## Task goal:
Restate word for word the lines of the entries below, starting with the line that holds "Can you find the yellow leaves" and ending with the line that holds "Can you find the dark", and no others.

Supplied data section start

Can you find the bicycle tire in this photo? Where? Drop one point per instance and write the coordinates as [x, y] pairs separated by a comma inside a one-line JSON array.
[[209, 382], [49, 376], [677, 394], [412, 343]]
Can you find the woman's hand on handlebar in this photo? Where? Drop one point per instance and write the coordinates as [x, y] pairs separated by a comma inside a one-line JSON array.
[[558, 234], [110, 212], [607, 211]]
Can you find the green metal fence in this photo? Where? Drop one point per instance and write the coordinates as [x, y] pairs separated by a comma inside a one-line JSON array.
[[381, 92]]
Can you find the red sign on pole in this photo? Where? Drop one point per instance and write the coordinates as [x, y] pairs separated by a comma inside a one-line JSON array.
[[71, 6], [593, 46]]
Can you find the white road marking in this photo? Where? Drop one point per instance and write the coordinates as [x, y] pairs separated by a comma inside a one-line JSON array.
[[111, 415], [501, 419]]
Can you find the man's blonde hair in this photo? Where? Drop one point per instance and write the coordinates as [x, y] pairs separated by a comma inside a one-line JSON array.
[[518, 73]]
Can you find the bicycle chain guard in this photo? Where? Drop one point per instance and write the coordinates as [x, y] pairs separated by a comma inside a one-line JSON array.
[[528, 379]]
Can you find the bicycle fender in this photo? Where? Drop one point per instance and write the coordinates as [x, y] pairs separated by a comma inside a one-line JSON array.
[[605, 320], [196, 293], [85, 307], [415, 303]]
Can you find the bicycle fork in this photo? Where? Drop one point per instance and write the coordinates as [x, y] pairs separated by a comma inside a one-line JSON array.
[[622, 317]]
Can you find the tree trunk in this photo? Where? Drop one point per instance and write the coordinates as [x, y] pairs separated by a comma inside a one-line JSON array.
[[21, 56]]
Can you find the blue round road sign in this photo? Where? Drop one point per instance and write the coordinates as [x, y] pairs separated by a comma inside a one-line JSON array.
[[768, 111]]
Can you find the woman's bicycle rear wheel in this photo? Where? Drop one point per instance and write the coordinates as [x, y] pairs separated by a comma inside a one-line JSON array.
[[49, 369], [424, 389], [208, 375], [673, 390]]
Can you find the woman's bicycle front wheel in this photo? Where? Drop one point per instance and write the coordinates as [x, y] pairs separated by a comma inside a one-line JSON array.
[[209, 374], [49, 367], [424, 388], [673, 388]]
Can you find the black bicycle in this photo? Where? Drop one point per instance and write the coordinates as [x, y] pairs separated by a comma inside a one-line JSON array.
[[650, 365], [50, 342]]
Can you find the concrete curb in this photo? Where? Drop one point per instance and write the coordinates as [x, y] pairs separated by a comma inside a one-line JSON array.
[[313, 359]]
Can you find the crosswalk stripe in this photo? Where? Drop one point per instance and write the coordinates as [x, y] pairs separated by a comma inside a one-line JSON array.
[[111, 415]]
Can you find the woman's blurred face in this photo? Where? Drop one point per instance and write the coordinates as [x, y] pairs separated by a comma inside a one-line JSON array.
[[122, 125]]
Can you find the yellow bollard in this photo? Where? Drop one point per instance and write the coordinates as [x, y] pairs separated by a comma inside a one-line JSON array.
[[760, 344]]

Supplied data section end
Supplied data section start

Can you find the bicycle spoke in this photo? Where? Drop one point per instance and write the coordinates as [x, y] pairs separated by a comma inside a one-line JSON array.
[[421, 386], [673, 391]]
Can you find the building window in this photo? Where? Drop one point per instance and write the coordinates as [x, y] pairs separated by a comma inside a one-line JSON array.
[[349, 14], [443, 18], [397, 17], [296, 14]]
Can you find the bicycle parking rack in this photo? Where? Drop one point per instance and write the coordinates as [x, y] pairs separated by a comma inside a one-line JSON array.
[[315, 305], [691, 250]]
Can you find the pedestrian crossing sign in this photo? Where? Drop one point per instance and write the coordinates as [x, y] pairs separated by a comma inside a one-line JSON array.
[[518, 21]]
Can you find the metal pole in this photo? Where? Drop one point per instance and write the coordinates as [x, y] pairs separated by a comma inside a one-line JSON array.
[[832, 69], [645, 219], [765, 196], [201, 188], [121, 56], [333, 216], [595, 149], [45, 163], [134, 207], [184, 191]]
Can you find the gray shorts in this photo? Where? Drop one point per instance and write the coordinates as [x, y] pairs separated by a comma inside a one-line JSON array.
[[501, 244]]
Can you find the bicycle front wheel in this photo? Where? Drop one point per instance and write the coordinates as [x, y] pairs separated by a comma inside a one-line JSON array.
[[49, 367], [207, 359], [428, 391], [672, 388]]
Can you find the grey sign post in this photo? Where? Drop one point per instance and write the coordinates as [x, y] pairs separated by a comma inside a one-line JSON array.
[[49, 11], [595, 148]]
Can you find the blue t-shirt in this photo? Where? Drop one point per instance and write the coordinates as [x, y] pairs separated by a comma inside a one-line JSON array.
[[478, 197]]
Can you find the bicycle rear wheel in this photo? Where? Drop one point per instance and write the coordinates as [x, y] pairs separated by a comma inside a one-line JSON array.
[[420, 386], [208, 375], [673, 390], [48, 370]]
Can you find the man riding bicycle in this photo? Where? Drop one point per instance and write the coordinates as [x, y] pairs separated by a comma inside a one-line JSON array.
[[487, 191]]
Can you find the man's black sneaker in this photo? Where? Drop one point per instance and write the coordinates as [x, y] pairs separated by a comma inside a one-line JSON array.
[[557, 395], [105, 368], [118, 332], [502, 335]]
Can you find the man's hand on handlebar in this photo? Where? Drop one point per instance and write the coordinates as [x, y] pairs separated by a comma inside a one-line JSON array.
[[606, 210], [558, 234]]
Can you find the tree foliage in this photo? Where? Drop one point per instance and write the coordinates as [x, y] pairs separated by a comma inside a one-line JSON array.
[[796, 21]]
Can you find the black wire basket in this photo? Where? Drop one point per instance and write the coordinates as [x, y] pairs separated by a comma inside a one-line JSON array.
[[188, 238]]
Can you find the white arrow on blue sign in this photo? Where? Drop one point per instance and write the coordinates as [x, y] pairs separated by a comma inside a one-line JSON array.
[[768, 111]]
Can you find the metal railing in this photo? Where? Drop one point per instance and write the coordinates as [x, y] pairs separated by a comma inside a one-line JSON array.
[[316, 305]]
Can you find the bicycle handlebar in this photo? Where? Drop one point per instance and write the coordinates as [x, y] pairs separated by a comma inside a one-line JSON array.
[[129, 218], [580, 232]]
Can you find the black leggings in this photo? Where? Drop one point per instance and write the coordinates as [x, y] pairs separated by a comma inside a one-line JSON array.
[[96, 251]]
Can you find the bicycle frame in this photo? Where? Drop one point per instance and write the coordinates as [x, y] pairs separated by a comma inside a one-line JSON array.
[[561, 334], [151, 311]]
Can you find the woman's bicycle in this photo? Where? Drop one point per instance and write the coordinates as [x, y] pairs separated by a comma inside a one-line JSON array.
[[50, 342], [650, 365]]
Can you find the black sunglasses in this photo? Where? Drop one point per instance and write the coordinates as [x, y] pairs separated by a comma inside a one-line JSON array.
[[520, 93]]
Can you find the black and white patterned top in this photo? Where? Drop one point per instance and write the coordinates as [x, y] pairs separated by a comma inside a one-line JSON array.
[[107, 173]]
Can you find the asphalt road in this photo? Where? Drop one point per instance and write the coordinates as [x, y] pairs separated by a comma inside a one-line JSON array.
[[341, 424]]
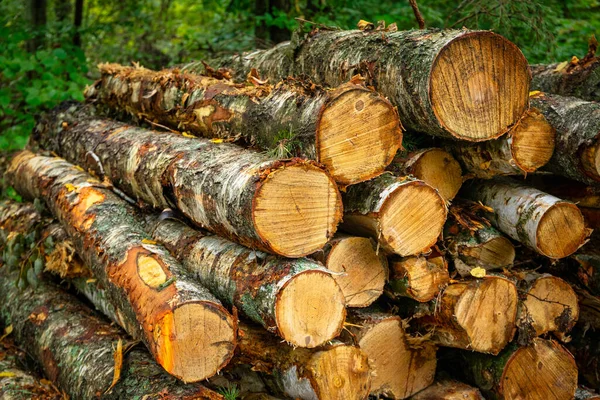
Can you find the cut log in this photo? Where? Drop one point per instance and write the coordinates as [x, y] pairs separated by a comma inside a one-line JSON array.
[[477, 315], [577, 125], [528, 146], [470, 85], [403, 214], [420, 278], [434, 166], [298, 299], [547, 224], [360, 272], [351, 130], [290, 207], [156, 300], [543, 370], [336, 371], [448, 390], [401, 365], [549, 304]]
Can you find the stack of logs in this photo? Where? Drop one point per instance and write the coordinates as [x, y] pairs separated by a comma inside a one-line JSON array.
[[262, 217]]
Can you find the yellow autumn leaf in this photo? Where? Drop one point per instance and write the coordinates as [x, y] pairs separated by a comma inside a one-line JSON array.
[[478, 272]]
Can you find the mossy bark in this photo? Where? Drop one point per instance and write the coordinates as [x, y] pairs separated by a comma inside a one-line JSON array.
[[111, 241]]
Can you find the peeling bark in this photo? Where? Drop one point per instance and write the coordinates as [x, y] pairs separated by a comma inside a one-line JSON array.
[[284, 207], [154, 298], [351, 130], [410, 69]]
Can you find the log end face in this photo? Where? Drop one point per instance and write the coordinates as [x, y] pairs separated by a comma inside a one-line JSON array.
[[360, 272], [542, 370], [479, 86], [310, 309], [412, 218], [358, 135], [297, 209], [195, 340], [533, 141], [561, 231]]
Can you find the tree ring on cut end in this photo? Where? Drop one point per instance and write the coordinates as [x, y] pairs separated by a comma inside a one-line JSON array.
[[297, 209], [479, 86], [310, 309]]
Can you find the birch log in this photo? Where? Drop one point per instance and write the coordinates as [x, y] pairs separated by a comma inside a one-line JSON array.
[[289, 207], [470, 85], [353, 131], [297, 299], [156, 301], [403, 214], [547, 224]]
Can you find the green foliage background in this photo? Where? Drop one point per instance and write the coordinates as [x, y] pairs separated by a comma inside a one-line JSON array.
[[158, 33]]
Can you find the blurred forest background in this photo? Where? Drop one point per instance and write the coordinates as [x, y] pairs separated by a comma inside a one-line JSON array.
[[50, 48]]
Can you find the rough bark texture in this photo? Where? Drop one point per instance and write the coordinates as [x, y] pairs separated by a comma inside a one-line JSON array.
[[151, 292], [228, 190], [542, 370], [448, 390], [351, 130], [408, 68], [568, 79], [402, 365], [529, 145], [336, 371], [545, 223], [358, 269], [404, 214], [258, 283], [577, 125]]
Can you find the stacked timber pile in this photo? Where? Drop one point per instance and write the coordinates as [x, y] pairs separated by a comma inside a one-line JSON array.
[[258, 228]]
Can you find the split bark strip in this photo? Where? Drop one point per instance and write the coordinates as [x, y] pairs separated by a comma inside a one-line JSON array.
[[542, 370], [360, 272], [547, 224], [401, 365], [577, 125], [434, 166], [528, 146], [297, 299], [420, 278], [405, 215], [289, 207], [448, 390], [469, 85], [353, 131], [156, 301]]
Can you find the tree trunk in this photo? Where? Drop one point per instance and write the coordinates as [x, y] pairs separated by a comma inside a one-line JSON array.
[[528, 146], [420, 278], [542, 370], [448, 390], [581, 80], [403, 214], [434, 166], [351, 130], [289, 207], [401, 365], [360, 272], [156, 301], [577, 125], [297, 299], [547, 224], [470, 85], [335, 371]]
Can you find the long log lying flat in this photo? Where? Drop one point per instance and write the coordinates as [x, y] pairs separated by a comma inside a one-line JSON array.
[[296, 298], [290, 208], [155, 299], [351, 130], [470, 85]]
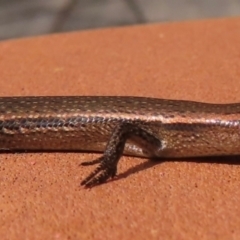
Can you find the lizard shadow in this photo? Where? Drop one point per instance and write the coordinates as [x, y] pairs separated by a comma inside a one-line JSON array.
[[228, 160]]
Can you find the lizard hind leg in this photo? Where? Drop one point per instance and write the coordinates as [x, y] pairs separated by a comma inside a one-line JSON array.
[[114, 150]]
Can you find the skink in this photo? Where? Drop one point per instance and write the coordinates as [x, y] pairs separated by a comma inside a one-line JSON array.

Supplied data section end
Supplied data section start

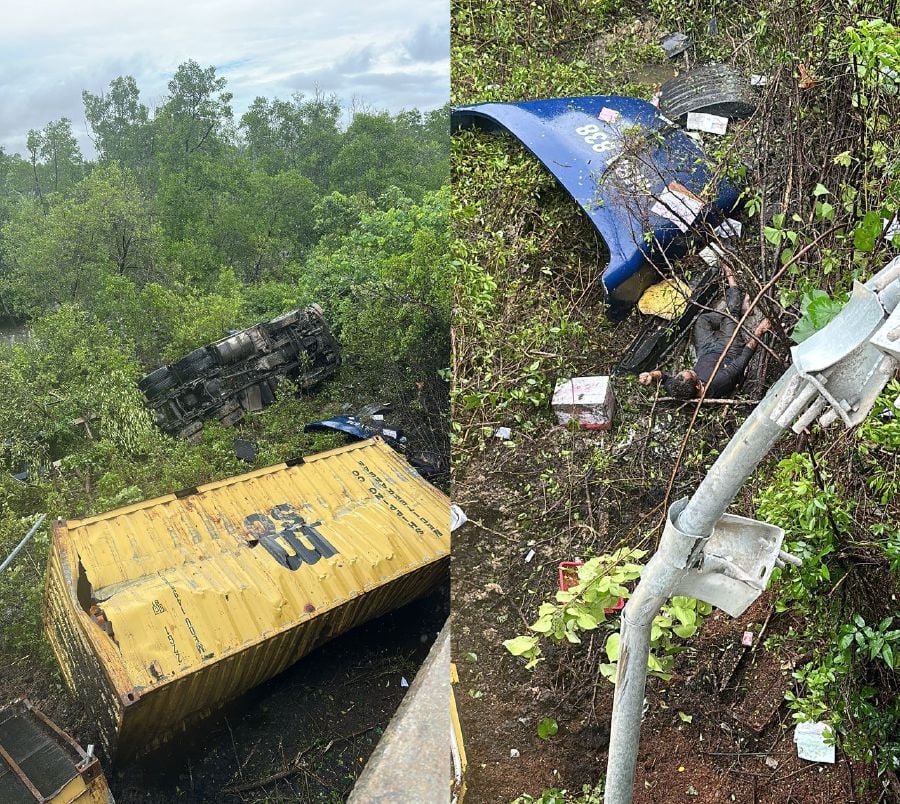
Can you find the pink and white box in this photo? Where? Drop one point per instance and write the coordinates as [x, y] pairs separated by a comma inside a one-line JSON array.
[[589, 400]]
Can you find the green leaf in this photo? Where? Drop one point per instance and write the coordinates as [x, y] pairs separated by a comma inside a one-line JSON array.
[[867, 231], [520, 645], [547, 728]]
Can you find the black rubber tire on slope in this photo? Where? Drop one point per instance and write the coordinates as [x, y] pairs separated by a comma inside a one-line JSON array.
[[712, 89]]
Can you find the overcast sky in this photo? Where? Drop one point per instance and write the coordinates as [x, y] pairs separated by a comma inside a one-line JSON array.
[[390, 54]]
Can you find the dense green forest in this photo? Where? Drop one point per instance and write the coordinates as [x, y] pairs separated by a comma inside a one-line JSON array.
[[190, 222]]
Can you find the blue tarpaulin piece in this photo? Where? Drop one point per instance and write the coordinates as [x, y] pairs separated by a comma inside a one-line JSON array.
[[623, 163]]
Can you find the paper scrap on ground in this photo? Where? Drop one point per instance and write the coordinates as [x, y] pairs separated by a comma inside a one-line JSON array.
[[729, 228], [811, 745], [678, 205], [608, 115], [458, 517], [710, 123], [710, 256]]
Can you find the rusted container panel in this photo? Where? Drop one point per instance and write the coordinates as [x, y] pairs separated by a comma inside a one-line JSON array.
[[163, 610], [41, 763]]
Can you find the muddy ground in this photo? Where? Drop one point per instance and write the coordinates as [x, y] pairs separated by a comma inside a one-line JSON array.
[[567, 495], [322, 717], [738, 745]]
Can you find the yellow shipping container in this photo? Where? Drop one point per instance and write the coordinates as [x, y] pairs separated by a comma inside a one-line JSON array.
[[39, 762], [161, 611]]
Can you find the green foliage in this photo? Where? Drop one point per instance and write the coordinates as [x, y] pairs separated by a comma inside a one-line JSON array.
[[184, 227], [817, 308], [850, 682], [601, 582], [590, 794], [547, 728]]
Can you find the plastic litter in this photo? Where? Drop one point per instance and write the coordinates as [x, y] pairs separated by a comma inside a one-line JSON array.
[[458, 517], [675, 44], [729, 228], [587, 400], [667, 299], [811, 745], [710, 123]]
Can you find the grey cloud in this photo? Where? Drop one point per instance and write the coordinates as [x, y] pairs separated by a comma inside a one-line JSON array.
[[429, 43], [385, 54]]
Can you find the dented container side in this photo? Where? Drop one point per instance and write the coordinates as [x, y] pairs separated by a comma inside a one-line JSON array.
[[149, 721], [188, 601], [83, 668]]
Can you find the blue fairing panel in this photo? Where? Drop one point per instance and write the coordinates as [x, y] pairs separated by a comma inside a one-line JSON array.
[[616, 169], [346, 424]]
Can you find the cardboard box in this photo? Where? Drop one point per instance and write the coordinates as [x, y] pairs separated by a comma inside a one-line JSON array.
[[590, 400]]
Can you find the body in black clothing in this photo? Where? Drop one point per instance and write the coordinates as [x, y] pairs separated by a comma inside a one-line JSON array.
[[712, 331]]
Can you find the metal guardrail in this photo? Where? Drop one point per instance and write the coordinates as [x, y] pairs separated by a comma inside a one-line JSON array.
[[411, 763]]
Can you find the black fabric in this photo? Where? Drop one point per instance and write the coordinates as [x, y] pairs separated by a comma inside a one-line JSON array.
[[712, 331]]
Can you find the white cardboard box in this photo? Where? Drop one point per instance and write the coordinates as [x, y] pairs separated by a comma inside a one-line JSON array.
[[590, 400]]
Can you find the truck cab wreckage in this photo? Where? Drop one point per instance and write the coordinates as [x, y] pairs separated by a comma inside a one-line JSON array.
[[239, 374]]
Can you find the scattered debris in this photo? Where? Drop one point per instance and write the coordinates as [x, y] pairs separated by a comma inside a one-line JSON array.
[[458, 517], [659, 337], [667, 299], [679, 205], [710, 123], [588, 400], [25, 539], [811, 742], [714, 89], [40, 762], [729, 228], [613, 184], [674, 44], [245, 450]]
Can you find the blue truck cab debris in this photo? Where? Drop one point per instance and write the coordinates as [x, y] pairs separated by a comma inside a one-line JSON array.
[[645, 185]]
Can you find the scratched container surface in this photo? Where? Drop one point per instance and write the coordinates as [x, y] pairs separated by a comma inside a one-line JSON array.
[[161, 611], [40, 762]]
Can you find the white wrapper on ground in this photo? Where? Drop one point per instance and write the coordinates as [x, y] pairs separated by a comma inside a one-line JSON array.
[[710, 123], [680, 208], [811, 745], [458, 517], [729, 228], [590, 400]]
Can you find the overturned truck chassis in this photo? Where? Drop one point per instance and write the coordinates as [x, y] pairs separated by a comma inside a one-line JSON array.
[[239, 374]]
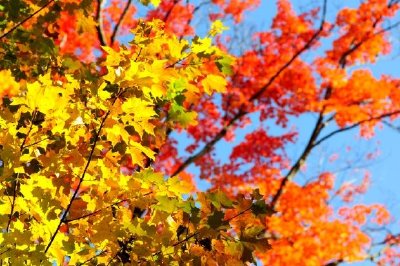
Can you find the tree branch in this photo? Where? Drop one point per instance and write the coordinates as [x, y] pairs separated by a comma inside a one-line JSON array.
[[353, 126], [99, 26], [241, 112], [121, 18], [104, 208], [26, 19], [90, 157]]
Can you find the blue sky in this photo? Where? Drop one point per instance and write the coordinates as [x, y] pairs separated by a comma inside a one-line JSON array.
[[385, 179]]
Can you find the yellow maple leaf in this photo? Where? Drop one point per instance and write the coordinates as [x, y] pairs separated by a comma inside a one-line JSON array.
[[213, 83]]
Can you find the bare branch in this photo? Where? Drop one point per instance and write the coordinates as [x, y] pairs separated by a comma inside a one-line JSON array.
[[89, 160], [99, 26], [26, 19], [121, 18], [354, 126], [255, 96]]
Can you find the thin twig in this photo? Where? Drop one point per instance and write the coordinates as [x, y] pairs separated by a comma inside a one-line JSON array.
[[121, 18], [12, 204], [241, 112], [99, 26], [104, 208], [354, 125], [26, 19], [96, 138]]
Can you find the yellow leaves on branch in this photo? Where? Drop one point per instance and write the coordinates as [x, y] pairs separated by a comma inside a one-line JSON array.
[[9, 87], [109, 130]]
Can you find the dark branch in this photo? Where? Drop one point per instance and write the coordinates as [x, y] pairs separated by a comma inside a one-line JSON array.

Supplied data section end

## The answer:
Can you find the yellow leaves on branch in this photo? Where? Drop one point per instance and write the coordinates as [x, y] pairs separated by a comma inside a one-line JSON array.
[[9, 87], [109, 130]]
Can you find the dark branch in this photo? Where? Drop one point per instance and write the coordinates as [x, y] pairs separated by a comma inside a one-line JSON array.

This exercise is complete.